#### Given instruction
Count how many lines in the records below contain the string "fireplace", where uppercase and lowercase letters are treated as different. Reply with only the number.

+--

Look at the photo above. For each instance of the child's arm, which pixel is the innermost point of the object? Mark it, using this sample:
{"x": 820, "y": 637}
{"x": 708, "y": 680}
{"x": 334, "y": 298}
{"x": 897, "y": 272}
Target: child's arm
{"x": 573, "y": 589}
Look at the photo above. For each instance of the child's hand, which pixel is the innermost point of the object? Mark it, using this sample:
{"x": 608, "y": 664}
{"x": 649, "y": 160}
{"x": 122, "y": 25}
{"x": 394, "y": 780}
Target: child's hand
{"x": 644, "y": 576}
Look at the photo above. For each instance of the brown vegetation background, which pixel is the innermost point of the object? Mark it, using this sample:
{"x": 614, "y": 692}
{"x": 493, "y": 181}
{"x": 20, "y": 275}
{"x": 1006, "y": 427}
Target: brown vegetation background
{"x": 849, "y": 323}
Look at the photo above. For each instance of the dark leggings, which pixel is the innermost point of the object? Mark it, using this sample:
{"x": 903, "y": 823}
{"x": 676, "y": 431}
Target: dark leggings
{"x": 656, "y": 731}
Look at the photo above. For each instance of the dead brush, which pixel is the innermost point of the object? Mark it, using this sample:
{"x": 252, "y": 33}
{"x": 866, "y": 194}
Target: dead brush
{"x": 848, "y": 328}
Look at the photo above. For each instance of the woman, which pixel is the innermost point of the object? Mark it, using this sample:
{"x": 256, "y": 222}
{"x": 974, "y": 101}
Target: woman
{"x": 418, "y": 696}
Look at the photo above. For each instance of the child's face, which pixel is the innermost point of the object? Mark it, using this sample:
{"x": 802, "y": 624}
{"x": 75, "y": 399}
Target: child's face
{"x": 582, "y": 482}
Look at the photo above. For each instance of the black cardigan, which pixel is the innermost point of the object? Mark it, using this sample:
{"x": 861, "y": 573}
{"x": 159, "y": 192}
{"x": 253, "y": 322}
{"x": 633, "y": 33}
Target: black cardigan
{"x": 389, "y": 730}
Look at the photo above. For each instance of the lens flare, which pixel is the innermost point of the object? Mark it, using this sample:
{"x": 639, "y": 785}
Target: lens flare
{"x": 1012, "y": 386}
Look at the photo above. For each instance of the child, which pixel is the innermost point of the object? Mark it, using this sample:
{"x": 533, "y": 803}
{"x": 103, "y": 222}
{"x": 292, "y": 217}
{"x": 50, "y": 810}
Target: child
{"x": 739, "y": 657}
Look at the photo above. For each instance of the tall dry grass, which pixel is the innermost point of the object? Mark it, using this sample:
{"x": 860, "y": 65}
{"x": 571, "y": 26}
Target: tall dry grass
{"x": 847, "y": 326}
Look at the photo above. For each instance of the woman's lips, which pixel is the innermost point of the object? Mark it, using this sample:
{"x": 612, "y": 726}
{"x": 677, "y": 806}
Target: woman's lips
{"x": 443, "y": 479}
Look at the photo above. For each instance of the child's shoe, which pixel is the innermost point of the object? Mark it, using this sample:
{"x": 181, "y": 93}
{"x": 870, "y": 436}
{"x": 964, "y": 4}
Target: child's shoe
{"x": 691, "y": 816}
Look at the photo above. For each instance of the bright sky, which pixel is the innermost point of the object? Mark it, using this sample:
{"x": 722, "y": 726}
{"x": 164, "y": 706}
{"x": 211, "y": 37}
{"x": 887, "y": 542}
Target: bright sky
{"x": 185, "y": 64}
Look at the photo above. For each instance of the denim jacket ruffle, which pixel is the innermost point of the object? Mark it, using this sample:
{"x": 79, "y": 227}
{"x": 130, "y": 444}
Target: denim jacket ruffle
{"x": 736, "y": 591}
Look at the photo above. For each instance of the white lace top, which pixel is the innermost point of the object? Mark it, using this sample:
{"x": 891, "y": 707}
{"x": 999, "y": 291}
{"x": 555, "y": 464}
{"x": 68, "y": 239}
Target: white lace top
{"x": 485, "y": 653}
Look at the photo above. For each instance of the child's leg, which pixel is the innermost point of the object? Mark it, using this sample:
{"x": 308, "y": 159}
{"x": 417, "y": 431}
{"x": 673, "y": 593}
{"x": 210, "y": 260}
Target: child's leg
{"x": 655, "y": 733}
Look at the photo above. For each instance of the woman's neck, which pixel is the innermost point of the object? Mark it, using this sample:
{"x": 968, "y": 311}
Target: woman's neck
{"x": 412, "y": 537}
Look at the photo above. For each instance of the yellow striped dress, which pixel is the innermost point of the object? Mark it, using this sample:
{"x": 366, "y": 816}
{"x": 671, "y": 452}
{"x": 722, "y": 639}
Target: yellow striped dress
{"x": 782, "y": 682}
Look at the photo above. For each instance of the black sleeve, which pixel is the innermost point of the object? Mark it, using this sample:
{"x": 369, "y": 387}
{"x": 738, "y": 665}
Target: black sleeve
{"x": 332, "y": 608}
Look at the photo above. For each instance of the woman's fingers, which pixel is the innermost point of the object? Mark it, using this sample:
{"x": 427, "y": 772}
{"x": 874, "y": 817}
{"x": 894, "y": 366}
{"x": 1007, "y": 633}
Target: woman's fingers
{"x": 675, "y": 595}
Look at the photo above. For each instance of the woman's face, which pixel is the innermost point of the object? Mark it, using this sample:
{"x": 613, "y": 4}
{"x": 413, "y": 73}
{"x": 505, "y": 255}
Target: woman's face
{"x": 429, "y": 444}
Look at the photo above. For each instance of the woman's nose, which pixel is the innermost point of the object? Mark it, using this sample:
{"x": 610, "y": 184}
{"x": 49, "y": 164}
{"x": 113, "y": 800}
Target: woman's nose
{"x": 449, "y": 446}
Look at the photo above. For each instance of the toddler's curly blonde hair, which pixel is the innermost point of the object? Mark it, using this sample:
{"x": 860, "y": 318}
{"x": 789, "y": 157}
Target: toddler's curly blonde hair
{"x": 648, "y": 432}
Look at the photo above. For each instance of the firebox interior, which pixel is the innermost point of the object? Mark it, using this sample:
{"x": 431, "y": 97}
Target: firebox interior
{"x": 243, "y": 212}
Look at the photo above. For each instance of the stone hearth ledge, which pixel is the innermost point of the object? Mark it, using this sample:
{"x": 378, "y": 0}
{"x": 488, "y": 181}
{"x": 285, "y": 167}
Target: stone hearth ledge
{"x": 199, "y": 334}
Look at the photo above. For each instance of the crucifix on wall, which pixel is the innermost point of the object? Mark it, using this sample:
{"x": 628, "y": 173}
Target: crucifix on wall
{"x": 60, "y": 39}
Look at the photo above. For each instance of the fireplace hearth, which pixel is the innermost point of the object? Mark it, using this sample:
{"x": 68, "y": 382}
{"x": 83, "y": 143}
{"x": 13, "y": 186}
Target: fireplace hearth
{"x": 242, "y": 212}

+--

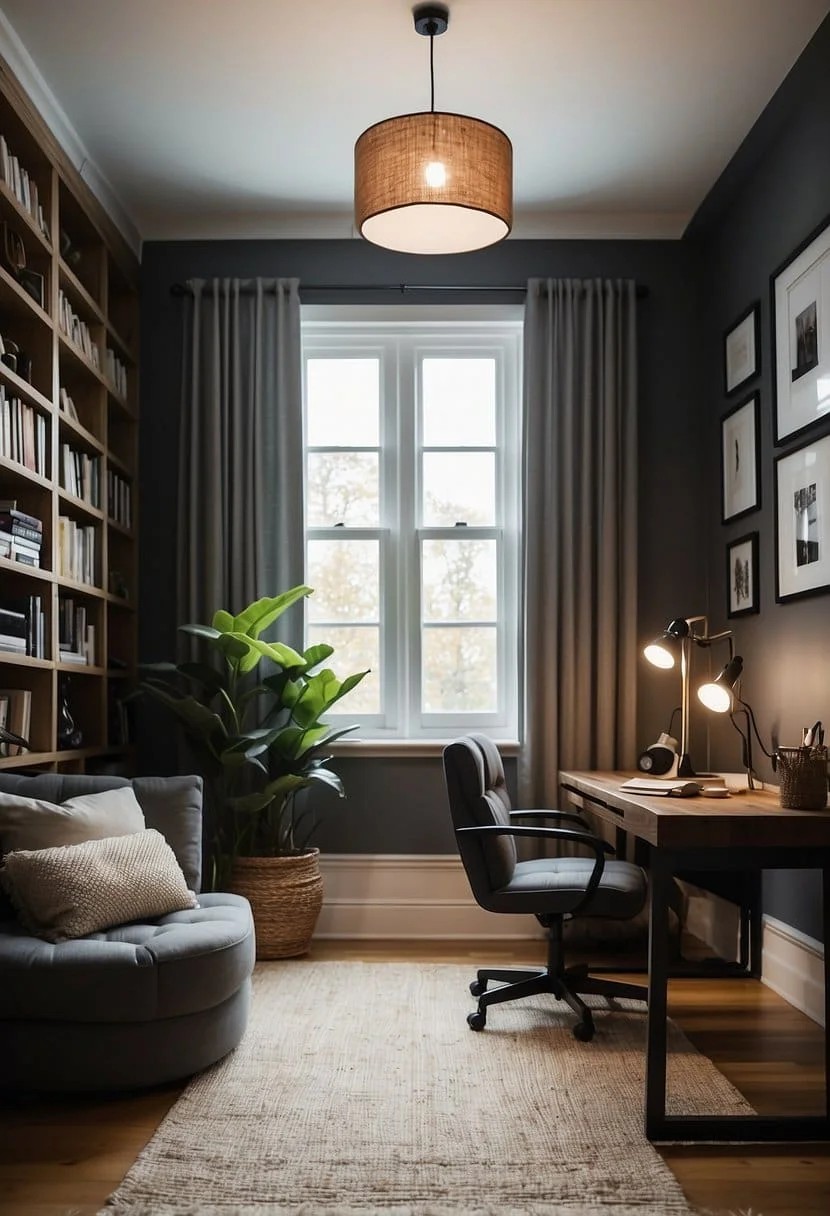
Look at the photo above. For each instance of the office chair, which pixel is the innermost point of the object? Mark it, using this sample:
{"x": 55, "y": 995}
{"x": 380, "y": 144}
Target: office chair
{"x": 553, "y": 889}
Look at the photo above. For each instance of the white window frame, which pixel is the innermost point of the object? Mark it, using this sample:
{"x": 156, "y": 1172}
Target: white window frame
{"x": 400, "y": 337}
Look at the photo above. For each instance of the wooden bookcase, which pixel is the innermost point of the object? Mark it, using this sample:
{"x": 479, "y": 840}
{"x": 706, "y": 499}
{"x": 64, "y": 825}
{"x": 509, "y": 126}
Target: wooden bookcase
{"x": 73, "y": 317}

+--

#### Solution for this exercise
2